**What you have to do:**
Copy out every row below word for word, leaving the pictures out.

· · ·

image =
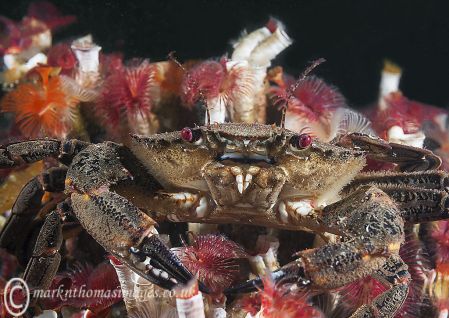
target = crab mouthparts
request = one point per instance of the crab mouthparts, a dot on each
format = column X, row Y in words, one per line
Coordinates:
column 245, row 157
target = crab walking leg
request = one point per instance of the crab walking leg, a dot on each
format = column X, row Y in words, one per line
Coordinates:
column 406, row 157
column 394, row 274
column 19, row 153
column 25, row 209
column 373, row 232
column 421, row 196
column 44, row 262
column 433, row 180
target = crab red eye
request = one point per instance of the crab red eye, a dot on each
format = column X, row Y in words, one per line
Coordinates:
column 301, row 141
column 187, row 134
column 304, row 141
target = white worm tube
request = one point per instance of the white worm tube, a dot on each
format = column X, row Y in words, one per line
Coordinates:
column 389, row 82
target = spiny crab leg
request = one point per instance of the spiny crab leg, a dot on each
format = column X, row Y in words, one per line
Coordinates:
column 25, row 210
column 406, row 157
column 373, row 234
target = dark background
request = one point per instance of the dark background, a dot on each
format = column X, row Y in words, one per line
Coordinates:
column 354, row 36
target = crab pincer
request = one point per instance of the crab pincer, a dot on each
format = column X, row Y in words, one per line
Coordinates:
column 130, row 235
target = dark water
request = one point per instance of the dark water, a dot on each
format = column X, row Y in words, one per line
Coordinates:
column 354, row 36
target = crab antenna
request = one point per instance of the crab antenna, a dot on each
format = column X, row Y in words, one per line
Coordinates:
column 171, row 57
column 291, row 90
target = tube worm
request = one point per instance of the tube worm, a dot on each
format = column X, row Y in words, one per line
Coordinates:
column 42, row 108
column 257, row 49
column 214, row 259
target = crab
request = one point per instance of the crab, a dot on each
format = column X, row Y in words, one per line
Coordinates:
column 234, row 173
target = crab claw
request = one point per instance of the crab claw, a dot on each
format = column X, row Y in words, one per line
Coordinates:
column 154, row 261
column 129, row 234
column 290, row 273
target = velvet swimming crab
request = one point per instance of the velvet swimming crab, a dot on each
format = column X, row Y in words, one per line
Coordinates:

· · ·

**Finished task:**
image =
target = crab mouthparts
request = one point per instance of the crab mouthparts, a dot on each
format = column X, row Y in words, one per line
Coordinates:
column 245, row 157
target = crab walking leg
request = one point per instance of the crab walking leg, a dot on each
format = column X, row Y in words, one per line
Coordinates:
column 406, row 157
column 394, row 274
column 19, row 153
column 25, row 209
column 373, row 232
column 421, row 196
column 44, row 262
column 433, row 180
target = crab red eye
request = one point per instance of the crab red eye, a dot on each
format = column X, row Y in words, one per line
Coordinates:
column 301, row 141
column 187, row 134
column 304, row 141
target = white worm tube
request = one point per instance of the white worm tube, a dot on each
format = column X, row Y in words, one per line
Coordinates:
column 389, row 82
target = spiny crab leg
request = one point per instance of the spiny crab leg, a dot on each
format = column X, row Y in words, one per line
Coordinates:
column 25, row 210
column 406, row 157
column 373, row 234
target = dark background
request = one point per instance of the dark background, a dot on each
format = column X, row Y in words, one per line
Coordinates:
column 354, row 36
target = crab pincer
request = one point per instance of the crab pincer, a dot on each
format = column X, row Y in words, one per line
Coordinates:
column 130, row 235
target = dark water
request = one point per instance of the dark water, a dot on each
format = column X, row Y in words, one per line
Coordinates:
column 354, row 36
target = crab antenna
request = one point per instance of the crab antenna, a dot on each
format = column X, row Y in words, one per line
Coordinates:
column 171, row 57
column 291, row 90
target = tube worm
request = one point per instance of the tube worm, a dot on each
format = column X, row Y in words, one per line
Coordinates:
column 42, row 108
column 257, row 49
column 214, row 259
target = crab
request = one point per instance of the crab, a dot on each
format = column X, row Y in words, one per line
Coordinates:
column 234, row 173
target = crab claw
request = one point per instance of the crab claw, a dot on each
format = column X, row Y in words, one per line
Coordinates:
column 154, row 261
column 129, row 234
column 290, row 273
target = velvet swimming crab
request = one point per instance of the velvet swimming crab, a dot on each
format = column X, row Y in words, one per line
Coordinates:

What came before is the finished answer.